▶ **Work required**: Return each line of the material verbatim.

### Material for this task

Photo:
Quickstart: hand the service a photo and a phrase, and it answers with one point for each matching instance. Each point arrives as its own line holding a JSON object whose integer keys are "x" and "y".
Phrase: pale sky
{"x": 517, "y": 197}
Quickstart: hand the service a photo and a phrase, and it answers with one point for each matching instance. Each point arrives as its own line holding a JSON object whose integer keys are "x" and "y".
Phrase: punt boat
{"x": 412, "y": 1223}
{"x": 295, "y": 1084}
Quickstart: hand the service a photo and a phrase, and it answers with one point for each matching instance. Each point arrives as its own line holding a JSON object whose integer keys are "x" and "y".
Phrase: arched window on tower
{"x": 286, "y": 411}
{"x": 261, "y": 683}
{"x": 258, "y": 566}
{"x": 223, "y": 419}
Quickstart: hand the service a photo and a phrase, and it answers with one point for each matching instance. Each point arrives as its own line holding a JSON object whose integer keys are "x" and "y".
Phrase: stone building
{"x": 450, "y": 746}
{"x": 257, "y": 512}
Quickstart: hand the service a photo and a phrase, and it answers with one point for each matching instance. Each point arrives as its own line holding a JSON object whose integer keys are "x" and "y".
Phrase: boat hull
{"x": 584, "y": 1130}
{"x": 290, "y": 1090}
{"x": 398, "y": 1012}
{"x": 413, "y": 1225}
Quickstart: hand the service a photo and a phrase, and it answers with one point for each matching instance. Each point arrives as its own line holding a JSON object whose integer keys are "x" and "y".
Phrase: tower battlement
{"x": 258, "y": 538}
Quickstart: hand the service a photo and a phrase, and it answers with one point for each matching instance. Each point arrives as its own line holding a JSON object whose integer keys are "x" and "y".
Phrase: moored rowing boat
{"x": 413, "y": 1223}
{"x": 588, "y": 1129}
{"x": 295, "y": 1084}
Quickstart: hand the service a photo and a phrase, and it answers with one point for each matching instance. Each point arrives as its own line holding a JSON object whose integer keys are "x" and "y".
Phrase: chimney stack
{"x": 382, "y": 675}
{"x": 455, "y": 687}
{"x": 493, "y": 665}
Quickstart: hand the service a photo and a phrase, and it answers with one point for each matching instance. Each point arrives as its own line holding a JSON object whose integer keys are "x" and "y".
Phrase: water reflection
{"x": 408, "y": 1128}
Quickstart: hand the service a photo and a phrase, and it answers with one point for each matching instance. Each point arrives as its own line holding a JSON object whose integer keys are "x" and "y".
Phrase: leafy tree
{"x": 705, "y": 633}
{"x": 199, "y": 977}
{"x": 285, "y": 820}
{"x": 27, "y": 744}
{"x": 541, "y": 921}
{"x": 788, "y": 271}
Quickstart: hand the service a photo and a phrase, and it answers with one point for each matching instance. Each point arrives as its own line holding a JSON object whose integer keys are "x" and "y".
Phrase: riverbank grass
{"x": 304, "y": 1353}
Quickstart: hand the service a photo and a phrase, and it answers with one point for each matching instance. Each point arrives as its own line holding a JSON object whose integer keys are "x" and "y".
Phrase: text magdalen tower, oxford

######

▶ **Output for this task**:
Photo:
Quickstart: hand the service a photo and a phrase, and it answers with one point for each matching instance. Each point arrives as its own line holding a JSON object whose integer keys are "x" and "y".
Phrase: pale sky
{"x": 517, "y": 197}
Quickstart: hand the service a photo and a phrase, and it answers with one point for each matching instance. Each point arrives as its own line holding a JSON object whose integer keys are "x" and "y".
Phrase: punt boat
{"x": 412, "y": 1223}
{"x": 295, "y": 1084}
Quickstart: hand the service a photo and a phrase, and it answers with one point for each matching instance. Each point arrives as its own line holding a JSON object whose integer keys are "x" and "y".
Phrase: arched window on tower
{"x": 286, "y": 411}
{"x": 261, "y": 683}
{"x": 258, "y": 566}
{"x": 223, "y": 419}
Quickstart: hand the service a photo and a phrase, and it answers with one point for each matching instance. Each point arrives as its own line holding a JSON object whose integer keys are "x" and "y".
Phrase: stone building
{"x": 450, "y": 746}
{"x": 257, "y": 512}
Quickstart: hand the service a photo and a phrase, and it answers with one point for each matching instance. Each point arrives as its own line holding a JSON object whose integer keys are "x" and "y".
Phrase: boat hull
{"x": 584, "y": 1130}
{"x": 290, "y": 1090}
{"x": 398, "y": 1012}
{"x": 413, "y": 1225}
Quickstart: hand the service a photo and a phrase, and it answers with one point for each matching instance. Each point arrives as its own line holding a JSON object whose integer keys are "x" and "y".
Phrase: tower battlement
{"x": 258, "y": 538}
Quickstart: hand the service a photo and a phrase, and it answers with one point for each matching instance. Each point arrives as its own line holding a JSON object whose integer keys are "x" and "y".
Phrase: moored rowing boat
{"x": 413, "y": 1223}
{"x": 588, "y": 1129}
{"x": 295, "y": 1084}
Quickstart: hand the service a photo and a phrase, and it answers with one point for each matching instance. Each point arrives as its own line holding a JSON object whose integer keys are "x" and "y".
Phrase: chimney stack
{"x": 382, "y": 675}
{"x": 455, "y": 687}
{"x": 493, "y": 665}
Quickstart: hand the service a photo and a phrase, and it answers with one point for each matching instance. Each point arrives as its own line holding a JSON object whose integer keys are "x" and "y".
Phrase: water reflection
{"x": 408, "y": 1128}
Quickstart: hand the service a photo and a phrase, and it answers with one point for each matching instance. Each point arrives as its own line holding a JSON object whose integer keys are "x" and "y".
Phrase: leafy tree
{"x": 705, "y": 633}
{"x": 199, "y": 977}
{"x": 285, "y": 820}
{"x": 27, "y": 744}
{"x": 541, "y": 921}
{"x": 788, "y": 271}
Quickstart: hand the service a photo and a phrase, and it answers with one point for each matching instance. Each point arrives as its own line holding a JSON object whose integer keys are "x" and "y".
Phrase: riverbank grass
{"x": 304, "y": 1353}
Quickstart: hand the service a photo and a phrase, and it answers with one point for each matching instance. Each point arrives as its own line holding a JSON object whose integer keys are "x" and "y".
Phrase: text magdalen tower, oxford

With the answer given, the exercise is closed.